» The exercise
Write out every one of the records below word for word, leaving out the pictures.

/---

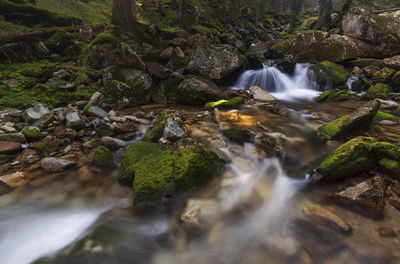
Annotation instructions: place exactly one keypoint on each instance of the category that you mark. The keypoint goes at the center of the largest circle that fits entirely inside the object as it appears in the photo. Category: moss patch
(102, 157)
(157, 173)
(224, 104)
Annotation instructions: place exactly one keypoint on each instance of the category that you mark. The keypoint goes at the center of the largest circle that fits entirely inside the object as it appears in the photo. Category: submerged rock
(359, 119)
(157, 173)
(365, 198)
(50, 164)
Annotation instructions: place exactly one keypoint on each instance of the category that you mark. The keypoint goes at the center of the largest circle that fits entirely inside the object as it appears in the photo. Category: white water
(27, 235)
(301, 86)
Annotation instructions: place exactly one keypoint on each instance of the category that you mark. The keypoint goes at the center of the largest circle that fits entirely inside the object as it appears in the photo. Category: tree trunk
(294, 10)
(324, 20)
(124, 14)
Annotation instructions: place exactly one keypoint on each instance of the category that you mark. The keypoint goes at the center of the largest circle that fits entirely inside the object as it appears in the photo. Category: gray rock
(50, 164)
(74, 120)
(33, 114)
(97, 99)
(112, 143)
(13, 137)
(97, 112)
(172, 131)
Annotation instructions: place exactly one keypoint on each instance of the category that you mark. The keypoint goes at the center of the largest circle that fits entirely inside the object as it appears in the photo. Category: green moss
(31, 133)
(333, 95)
(350, 159)
(102, 157)
(384, 116)
(224, 104)
(334, 128)
(379, 90)
(157, 173)
(236, 134)
(390, 166)
(385, 75)
(158, 129)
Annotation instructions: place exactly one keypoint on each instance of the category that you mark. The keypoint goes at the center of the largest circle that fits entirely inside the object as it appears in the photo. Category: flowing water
(251, 212)
(301, 85)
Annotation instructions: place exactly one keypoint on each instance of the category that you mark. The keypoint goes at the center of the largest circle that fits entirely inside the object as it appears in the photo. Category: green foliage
(157, 173)
(224, 104)
(102, 157)
(236, 134)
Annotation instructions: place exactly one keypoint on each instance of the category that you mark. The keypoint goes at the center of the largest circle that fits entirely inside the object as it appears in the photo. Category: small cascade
(302, 85)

\---

» Complete response
Annotation instructions: place exactly one keypoint on each instance of the category that you mark. The keypoint goes at the center of the largest circle that fits entirely inside the object as it appears in the photo. Category: moss patch
(102, 157)
(157, 173)
(224, 104)
Annotation instructions: place exactly one keypoint on each instance of the category that you mark. The keypoint goes at the center of the largest circle that fits entirely inside the object as it appears in the photo. Category: submerged rock
(359, 119)
(157, 173)
(365, 198)
(50, 164)
Annotation instructions: place exactly one keypoint on each instance of the category that you mark. The keypoint goes at the center of the largest circle that fits entirely inside the object as it appears in the photo. Category: white water
(27, 235)
(301, 86)
Annotation instructions: place exactly one keypoint on each instance of the category that you mark. The keypoint goes at the center of the largest circle that fits entirely inside the object as it appears in the photo. Category: tree trunk
(294, 10)
(324, 20)
(124, 14)
Annotation instructions: place exactly one keypoint on each instance of the category that you mark. The keypoint goes at the center of the largest circle that fits entirely inside the object as it appears in the photo. Category: gray rock
(50, 164)
(74, 120)
(33, 114)
(97, 99)
(112, 143)
(13, 137)
(97, 112)
(172, 131)
Annotation instructions: place exactly one keypoint on each instance of the category that you mark. The keypoint goes at the center of the largest circle that fits entirely inside the object as it appears in the photo. Category: green moss
(31, 133)
(333, 95)
(350, 159)
(102, 157)
(384, 116)
(224, 104)
(334, 128)
(379, 90)
(157, 173)
(236, 134)
(390, 166)
(385, 75)
(158, 129)
Annotation instructions: place exactly one keypoint on each instance of the category that you mark. The keypoint goes at the center of the largest circle that fits entirely inside the object as it appears in the photo. Category: flowing water
(251, 212)
(301, 85)
Annotation instructions: place exactly one keypoint on each instance of the category that you mark. The keypoint goes at the center of the largest circle that fits entirely inside the object as it appears in the photo. Category: green foliage
(157, 173)
(224, 104)
(102, 157)
(236, 134)
Annotation instructions: place exactly one keypoint on each instance of the category that you mark. The keypoint goes at the center of the largest circle that fits entirely inside the object as it appears in the photo. Category: small cascade
(302, 85)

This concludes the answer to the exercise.